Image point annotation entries
********

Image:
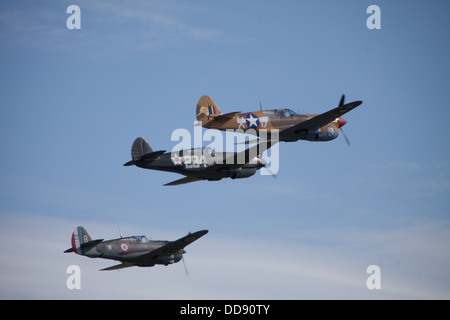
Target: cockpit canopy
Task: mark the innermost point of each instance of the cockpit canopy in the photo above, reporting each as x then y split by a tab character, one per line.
141	239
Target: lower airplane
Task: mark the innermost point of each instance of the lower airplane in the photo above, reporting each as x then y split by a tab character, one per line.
199	163
132	251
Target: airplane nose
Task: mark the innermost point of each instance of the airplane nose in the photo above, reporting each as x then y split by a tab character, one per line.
342	122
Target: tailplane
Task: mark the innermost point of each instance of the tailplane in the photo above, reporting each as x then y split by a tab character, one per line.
206	107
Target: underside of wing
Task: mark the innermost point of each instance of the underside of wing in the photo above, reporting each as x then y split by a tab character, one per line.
320	120
183	181
171	247
226	116
118	266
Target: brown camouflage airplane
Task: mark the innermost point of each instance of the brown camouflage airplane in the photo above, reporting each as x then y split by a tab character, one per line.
291	126
132	251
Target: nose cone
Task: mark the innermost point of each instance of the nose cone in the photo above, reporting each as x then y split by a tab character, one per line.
342	122
262	162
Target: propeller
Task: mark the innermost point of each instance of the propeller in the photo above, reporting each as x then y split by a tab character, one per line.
184	264
271	173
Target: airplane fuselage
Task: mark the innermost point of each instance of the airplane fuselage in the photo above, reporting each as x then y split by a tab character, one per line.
252	122
129	248
208	165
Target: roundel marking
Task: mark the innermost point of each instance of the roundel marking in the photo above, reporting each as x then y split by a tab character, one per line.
252	121
331	132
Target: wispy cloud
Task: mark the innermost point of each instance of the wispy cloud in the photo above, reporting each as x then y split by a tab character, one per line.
106	26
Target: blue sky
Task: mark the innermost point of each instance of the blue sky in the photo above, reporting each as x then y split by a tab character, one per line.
73	101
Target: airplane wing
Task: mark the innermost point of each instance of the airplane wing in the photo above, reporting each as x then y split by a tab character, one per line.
226	116
118	266
249	153
321	119
183	181
171	247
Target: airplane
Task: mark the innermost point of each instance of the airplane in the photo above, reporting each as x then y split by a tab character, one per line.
290	125
199	163
132	251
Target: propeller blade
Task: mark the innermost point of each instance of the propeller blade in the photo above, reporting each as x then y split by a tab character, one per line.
271	173
341	103
185	268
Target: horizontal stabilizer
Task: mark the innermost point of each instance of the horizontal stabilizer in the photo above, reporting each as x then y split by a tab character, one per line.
146	157
91	243
226	116
118	266
183	181
152	156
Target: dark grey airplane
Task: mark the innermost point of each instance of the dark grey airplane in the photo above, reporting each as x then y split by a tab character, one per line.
199	163
132	251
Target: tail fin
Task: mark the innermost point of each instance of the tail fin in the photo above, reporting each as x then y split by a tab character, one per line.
139	148
79	237
206	107
82	240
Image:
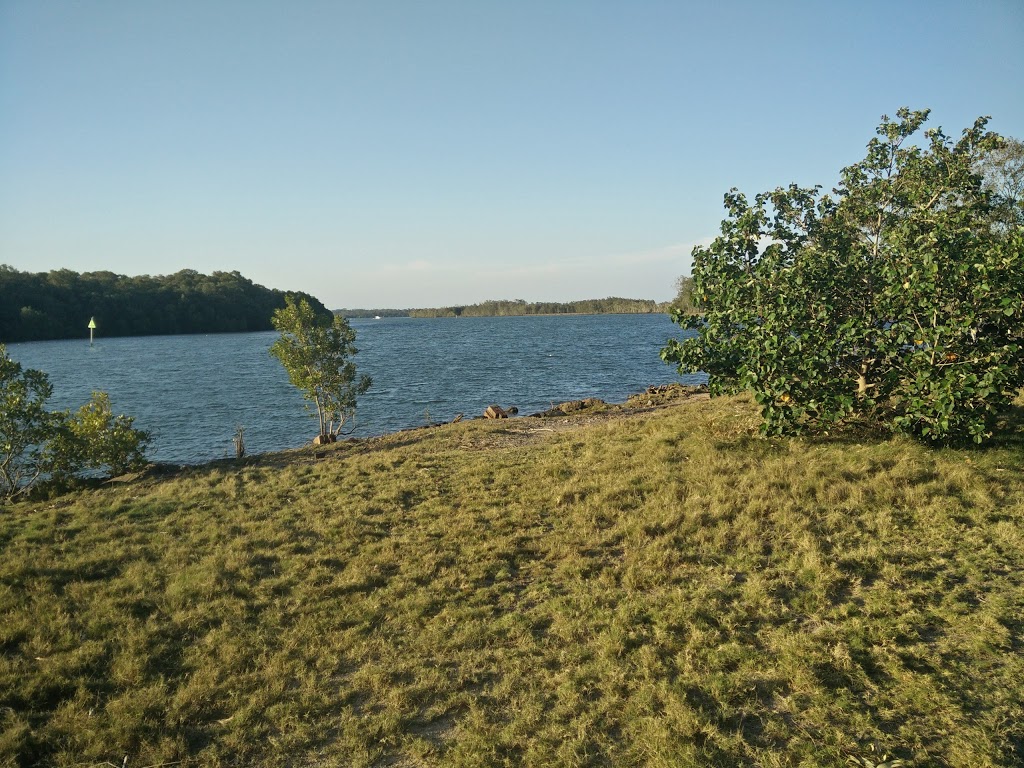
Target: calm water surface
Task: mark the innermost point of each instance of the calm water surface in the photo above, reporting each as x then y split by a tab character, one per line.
194	391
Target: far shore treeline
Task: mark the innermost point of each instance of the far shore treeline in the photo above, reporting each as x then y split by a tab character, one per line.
513	307
58	304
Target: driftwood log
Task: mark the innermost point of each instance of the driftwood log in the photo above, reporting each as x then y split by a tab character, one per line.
496	412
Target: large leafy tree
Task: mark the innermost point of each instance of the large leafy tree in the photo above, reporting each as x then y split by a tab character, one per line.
316	349
57	445
25	425
899	297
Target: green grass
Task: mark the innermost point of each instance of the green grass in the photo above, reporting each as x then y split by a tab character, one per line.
663	589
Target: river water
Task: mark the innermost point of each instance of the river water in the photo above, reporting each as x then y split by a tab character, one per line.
194	391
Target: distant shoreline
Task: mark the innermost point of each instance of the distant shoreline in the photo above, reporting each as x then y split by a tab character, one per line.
519	307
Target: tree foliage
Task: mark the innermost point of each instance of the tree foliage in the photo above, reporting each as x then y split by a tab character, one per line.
315	349
897	297
519	307
684	296
1003	173
36	443
58	304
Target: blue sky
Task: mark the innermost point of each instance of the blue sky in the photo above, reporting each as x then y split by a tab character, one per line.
422	154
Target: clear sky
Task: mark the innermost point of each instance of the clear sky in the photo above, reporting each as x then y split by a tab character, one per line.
389	154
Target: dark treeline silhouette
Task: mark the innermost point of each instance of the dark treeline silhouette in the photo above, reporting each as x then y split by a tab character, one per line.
58	304
509	307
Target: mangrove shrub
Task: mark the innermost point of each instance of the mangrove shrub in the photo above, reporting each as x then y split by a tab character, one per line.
897	298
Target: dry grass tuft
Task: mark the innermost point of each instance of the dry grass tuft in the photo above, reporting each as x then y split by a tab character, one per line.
653	587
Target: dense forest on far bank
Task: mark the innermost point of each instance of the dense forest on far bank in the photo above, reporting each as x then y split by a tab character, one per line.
510	307
58	304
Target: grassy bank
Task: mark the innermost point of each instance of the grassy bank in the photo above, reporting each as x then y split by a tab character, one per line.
654	589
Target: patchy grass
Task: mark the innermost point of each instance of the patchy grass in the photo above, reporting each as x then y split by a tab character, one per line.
654	589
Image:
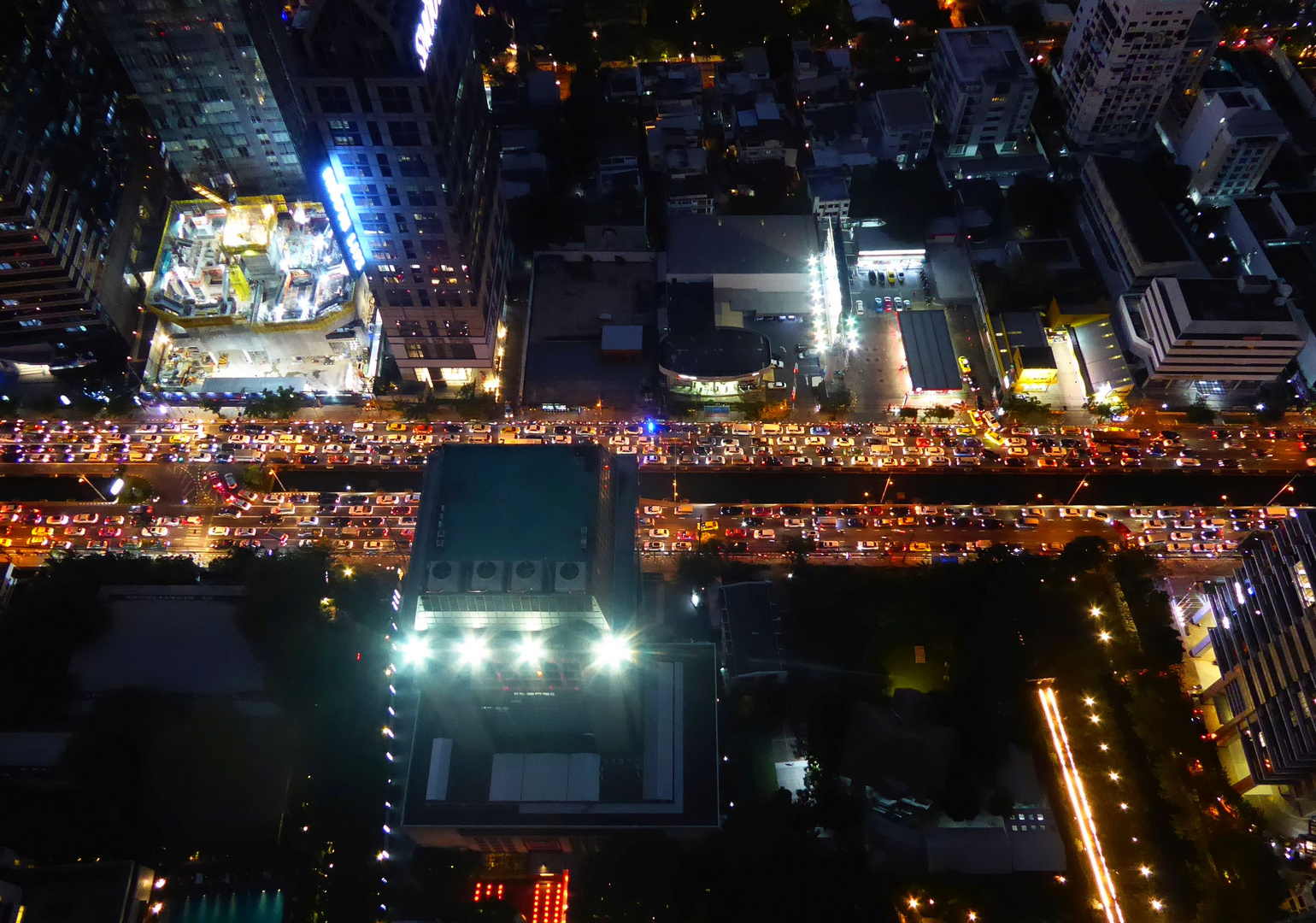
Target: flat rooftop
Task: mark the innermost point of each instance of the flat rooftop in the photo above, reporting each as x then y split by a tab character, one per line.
932	357
524	536
565	745
1145	220
258	261
570	304
740	244
170	638
986	54
904	109
1219	301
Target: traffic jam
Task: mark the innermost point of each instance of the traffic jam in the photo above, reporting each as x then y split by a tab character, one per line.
891	531
850	445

********

What is required
Pictures don't belong in the copy. Restate all the entries exactly.

Response to the exercise
Image:
Target: cockpit canopy
Task: mark the innermost point of each instance of the cockpit canopy in the photo above, reporting each as x then y split by a tab character, one per line.
141	239
Target: lower airplane
Task: mark the innermost point of each instance of the lower airplane in the photo above, reporting each as x then y split by a tab character, one per line.
199	163
132	251
Target: airplane nose
Task: mark the innermost point of each instance of the airplane nose in the photo above, reporting each as x then y split by a tab character, one per line.
342	122
Target: tailplane
Task: mark the innermost point of each instance of the tailplane in the photo above, reporting each as x then y split by a tab character, one per line.
206	107
Target: underside of wing
Task: mark the innermost point of each instance of the underside of wing in the photo above, reporting each as x then y split by a tab character, one per line.
320	120
183	181
171	247
226	116
118	266
Target: brown camouflage airplane
Task: mark the innermost point of each instance of the brown camouflage airplane in the photo above, reporting each as x then y split by a tab character, one per line.
291	126
132	251
Target: nose cone
Task: mark the innermost point of each instance of the nose cone in the photo above, reporting each as x then y split by a tab character, one per line.
342	122
262	162
Target: propeller
Task: mark the innermost point of each instance of the propeller in the photo above, reporting each as x then y split by a tab character, one per line.
184	264
271	173
Target: airplane fuselage
Task: mark the innermost point of each instance of the airplane fuselage in the photo above, reporting each as x then y split by a tab character, one per line.
252	122
129	248
208	165
Target: roundel marking
Task: mark the innermost point of each instance of the roundel marking in the photo above, reporting each as x then y split by a tab character, one per line.
252	121
331	132
Target: wispy cloud
Task: mark the innermost point of each instance of the wispy cloud in the photo above, reporting each as x then y split by a tab character, one per line.
106	26
Target: blue sky
Task: mark the innermost point of each instance of the blue sky in the photo above, reporting each as x then y split by a tab character, one per line.
73	101
Target: airplane wing
Task: mark the innermost point of each instance of the airplane wing in the photo above, reporting each as x then y split by a tab character, one per line.
226	116
118	266
249	153
321	119
183	181
171	247
Target: airplane
Task: mark the innermost point of each instance of the airplane in the photo above, reporting each as x then y split by a tab character, one per line.
290	125
199	163
132	251
Target: propeller blade
Task: mark the innermost point of each instance of the propeller blade in the photo above, reporting each as x then y split by a tab character, one per line.
271	173
341	103
185	268
Target: horizontal stabilizer
Task: mark the innermost point of each instance of the horizontal stabilizer in the photo above, reporting each as x then y split by a tab character, one per line.
146	157
91	243
226	116
118	266
183	181
152	156
Target: dark grey airplane
Task: mark the innermost point of each instance of the dark grey airplane in the photo above, reporting each as x then y split by a tab character, one per line.
199	163
132	251
Target: tail fin
Task: mark the innermost point of each instance of the tail fin in the photo above, reporting each as x then y split by a tab character, one per line.
139	148
79	237
206	107
82	240
Image:
Target: calm water surface
Task: mark the innermost point of each instance of the calm water surface in the photo above, reporting each as x then y split by a tab character, one per line.
194	391
Target: far shore treeline
Task: mark the innermost point of each instance of the far shore treeline in the photo above, reporting each as x then y split by a tab character, one per line.
513	307
58	304
Target: driftwood log
Task: mark the innermost point of each instance of the driftwood log in the photo above, reporting each as x then y split by a tab character, one per line.
496	412
Target: large leafy tree
Task: mark the innermost point of each instance of the large leafy tree in the photo above, reporting each as x then y split by a tab character, one per line.
316	349
57	445
25	425
899	297
Target: green grass
Task: mark the innermost point of each instance of the green grass in the photo above, reporting each as x then y split by a tab character, one per line.
663	589
Target: river water
Task: mark the innermost point of each instance of the river water in the photo above, reporting each as x then y split by a tab character, one per line.
194	391
Target: distant shoreline
Task: mark the innermost point of each instance of the distant shoreline in the photo above, reporting each as x then y split by a tab character, one per line.
519	307
Target: tree foliage
Task: mark the innermost point of each instance of the tree foliage in the photo above, reporting each as x then y split by a tab character, one per line.
315	349
897	297
519	307
684	296
1003	173
36	443
58	304
Target: blue sky
Task: mark the innermost point of each instance of the blue sky in the photo above, reporting each as x then y split by a tab character, one per line.
422	154
Target: clear sky
Task: mark the innermost point of each instance of the clear sky in the photo above, reporting each as x then y split by a tab character, one per line.
389	154
Target: dark treeline silhouette
Task: mark the innermost point of each instance of the dark treeline silhouette in the photo above, reporting each as x then y split by a tab character, one per line.
58	304
509	307
Target: mangrove shrub
Task: mark the innermost point of each instance of the mangrove shrub in the photo above, reporting each as x then y split by a tab character, one per line.
897	298
Target: dry grass tuft
Task: mark the innermost point of each instance of the dry grass tuft in the photo above, reporting each as x then y split by a tab character, one per line.
653	587
Target: dense forest on far bank
Task: mark the innermost point of each instance of the dense forest on far bank in the photo above, reporting each as x then y split by a tab character, one per line.
510	307
58	304
Target: grassy bank
Task: mark the innermost point of each instance of the grassy bank in the photo above, reporting each as x then y split by a tab character, one per line.
654	589
Target: patchy grass
Task: mark the innermost point of each instance of the patchy grass in the photo above, reporting each as x then y split by a tab character, one per line.
654	589
Image:
Target: flat rooftop
Task: mark the innermost point of each instance of the flat rooftop in the photo above, reporting each as x then y split by a tab character, one per line.
932	357
524	536
565	745
1145	220
258	261
570	304
740	244
170	638
986	54
904	109
1219	301
Target: traffic jam
Task: mark the innermost point of each instance of the traffic jam in the photo above, reporting each as x then y split by a tab character, one per line.
891	531
850	445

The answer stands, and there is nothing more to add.